Historically, interdependence between the two communities allowed the establishment of traditional
committees to mediate between pastoralists and farmers, but these committees were dissolved de facto
by the crisis (ICG, 2014c). Reviving these committees could defuse tensions between farmers and
pastoralists and encourage reconciliation.

7.2 Religious leaders in the reconciliation process


CAR’s religious leaders can play a crucial role in stabilisation and reconciliation if they are well supported.
They are respected by most of the population. Their role is particularly important at the grassroots level,
but also at the national level. However, evidence on their impact is lacking. Assessing this impact would
be important to better understand their role and to provide adequate support. (See also Section 2.6.)

30
7.3 Decentralised governance
Armed groups have been able to proliferate in the country as a result of a chronic absence of state
governance and institutions and a lack of territorial management policies for social and economic
development outside of Bangui (Tomety, 2010). CAR administration and law enforcement institutions
have always been centralised, and economic activity has been concentrated in Bangui. Therefore, armed
groups have always targeted Bangui as the main centre of political and economic power.
Promoting local democracy in the existing 174 communes and seven regions as well as in Bangui has
been discussed but has never turned into concrete policy. Recognising this need, the European
Programme Development Pole was supposed to be implemented from 2013. The programme’s main
objectives were to establish the state’s authority in regional axes and around provincial towns, promote
economic and social development by focusing donor funding in these areas, build a network of roads to
connect the different axes and boost trade between regions and with neighbouring countries. This
programme has been suspended since the start of the recent crisis. Reviving these initiatives would be
interesting but they will be preconditioned by the willingness of the government to break with the past
and develop a more decentralised approach of governance.

- Questions to answer
- a) In the CAR governance excerpt, reproduce the part that opens with the words containing "They are respected" and closes with "and economic power.", changing "law enforcement institutions" to "security institutions".
- b) Answer these questions from the CAR governance excerpt:
(i) What happened to the traditional committees that mediated between pastoralists and farmers?
(ii) How many communes does the CAR governance excerpt say exist?
(iii) From what year was the European Programme Development Pole supposed to be implemented?
- c) Proceed with the CAR governance excerpt from the point at which it stops.

- Dataset entries
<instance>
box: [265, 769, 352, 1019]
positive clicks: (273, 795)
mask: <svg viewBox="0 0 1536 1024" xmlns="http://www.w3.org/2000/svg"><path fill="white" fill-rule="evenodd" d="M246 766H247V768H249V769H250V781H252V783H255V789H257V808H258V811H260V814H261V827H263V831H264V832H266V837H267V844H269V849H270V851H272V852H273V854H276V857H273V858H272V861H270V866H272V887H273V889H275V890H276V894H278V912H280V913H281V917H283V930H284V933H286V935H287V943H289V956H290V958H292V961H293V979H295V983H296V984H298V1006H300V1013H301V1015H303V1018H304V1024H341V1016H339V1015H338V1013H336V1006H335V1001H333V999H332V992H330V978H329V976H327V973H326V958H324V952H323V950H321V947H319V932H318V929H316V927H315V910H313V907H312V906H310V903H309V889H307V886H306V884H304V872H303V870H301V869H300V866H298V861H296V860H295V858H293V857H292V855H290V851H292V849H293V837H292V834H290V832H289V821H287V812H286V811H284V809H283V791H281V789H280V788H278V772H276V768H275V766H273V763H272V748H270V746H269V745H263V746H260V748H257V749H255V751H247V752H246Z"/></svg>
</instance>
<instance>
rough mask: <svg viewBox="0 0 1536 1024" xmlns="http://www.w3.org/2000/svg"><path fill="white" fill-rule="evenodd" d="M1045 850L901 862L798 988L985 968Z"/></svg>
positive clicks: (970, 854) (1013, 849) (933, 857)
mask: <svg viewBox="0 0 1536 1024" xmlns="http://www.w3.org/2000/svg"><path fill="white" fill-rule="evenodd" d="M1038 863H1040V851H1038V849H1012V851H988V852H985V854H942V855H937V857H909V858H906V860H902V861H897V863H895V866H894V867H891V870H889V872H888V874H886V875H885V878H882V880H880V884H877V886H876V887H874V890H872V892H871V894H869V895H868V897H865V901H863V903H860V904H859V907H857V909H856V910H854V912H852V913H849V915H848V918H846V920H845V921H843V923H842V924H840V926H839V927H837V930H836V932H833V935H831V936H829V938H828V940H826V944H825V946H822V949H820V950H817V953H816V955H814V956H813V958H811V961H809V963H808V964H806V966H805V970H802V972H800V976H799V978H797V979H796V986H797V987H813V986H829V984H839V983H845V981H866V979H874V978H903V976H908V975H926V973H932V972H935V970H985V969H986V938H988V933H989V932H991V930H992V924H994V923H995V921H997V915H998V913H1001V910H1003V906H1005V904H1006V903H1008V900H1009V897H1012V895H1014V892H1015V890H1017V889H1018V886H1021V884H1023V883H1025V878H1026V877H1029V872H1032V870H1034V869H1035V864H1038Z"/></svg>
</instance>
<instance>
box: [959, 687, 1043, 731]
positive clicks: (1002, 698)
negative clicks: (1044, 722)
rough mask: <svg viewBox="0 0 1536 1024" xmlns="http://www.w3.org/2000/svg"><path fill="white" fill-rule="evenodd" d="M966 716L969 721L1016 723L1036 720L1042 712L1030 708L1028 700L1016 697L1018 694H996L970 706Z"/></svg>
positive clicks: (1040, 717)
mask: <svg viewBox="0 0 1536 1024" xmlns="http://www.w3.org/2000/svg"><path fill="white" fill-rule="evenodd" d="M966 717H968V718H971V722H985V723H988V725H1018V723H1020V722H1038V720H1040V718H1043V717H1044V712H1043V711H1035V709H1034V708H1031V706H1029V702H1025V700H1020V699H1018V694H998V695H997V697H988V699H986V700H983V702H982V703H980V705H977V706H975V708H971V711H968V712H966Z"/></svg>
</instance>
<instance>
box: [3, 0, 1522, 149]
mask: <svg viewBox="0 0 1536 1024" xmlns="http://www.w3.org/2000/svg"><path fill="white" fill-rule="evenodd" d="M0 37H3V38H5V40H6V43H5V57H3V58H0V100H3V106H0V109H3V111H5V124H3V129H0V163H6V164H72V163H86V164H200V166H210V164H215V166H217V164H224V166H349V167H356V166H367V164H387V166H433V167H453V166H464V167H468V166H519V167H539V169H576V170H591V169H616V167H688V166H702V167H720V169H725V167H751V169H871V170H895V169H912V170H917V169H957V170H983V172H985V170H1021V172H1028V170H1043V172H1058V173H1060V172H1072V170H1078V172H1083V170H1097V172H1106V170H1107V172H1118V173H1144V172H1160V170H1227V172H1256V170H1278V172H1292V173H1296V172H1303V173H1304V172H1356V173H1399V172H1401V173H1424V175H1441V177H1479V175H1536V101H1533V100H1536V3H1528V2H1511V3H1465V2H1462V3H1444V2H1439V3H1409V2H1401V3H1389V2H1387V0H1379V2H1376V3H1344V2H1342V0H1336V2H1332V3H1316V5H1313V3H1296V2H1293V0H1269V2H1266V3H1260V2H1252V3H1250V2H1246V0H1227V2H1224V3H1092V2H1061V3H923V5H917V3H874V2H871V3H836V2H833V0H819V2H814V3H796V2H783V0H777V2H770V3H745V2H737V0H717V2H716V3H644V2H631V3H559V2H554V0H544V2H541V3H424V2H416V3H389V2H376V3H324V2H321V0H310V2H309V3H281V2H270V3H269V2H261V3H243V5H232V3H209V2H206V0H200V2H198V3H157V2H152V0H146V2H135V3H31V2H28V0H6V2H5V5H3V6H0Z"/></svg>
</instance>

- Results of the exercise
- a)
They are respected by most of the population. Their role is particularly important at the grassroots level,
but also at the national level. However, evidence on their impact is lacking. Assessing this impact would
be important to better understand their role and to provide adequate support. (See also Section 2.6.)

30
7.3 Decentralised governance
Armed groups have been able to proliferate in the country as a result of a chronic absence of state
governance and institutions and a lack of territorial management policies for social and economic
development outside of Bangui (Tomety, 2010). CAR administration and security institutions
have always been centralised, and economic activity has been concentrated in Bangui. Therefore, armed
groups have always targeted Bangui as the main centre of political and economic power.

- b)
(i) The crisis dissolved them de facto.
(ii) 174.
(iii) 2013.

- c)
7.4 Economic opportunities


Promoting initiatives that bring the youth back to work while contributing to economic and social
development would deter many from joining armed groups and contribute to stabilisation and recovery.
Moreover, the fact that CAR’s population is young represents a real economic advantage.
CAR has 15 million hectares of fertile agricultural land, and 70% of the rural population is involved in
agricultural activities, but despite this potential the country has not developed an agricultural policy. Less
than 4.7% of these lands are exploited, and more than 70% of the population lives below the poverty line
(Tomety, 2010). Developing this key sector could improve livelihoods in rural areas and reduce food
insecurity. A study in 2010 showed that the vast majority of ex-combatants were willing to resume
agricultural activities (Tomety 2010), so if preferences have not changed, this represents a strong
capacity for peaceful reintegration that could be explored.
Capacities for peaceful employment exist in other sectors as well. Improving labour conditions for
artisanal miners (Amnesty International 2015b), large-scale job-creation projects in agriculture and
infrastructure (ICG 2014a), and reviewing arrangements for natural resource extraction to follow best
practices (ICG 2013) offer significant opportunities for economic development that may help contribute
to stabilisation and recovery.
In addition, the Muslim community is extremely important for local and national economic development
because they have traditionally been a motor for economic activities. Amnesty International (2015a) has
recommended action to promote the safe return and resettlement of Muslim refugees, including
initiatives to resolve property ownership and occupation issues and the rehabilitation of damaged and
destroyed property. ICG (2014c, 2015) suggest that more inclusive political processes which specifically
address exclusion of Muslim minorities could also contribute to stabilisation and recovery.

7.5 Strengthening the judiciary and support transitional justice


Dismantling the culture of impunity that currently exists and pursuing an effective programme of
transitional justice could potentially make a strong contribution to recovery and peace. Many observers
have called for international support to help strengthen the national justice system, to develop the
capacity to effectively investigate and prosecute human rights violations. (UN PoE 2015; Amnesty
International 2014b, 2015a)

31
7.6 Disarmament and demobilisation
The continued presence of armed groups and availability of weapons is a destabilising force. Opening
participation in DDR programmes to a wider range of combatant groups and strengthening the capacity
of national security forces, with international support, to deal with tensions peacefully and to improve
the effectiveness of disarmament programmes may contribute to stabilisation. (ICG 2015; UN PoE 2015)

32
8. Synthesis of recommendations (2014-2015)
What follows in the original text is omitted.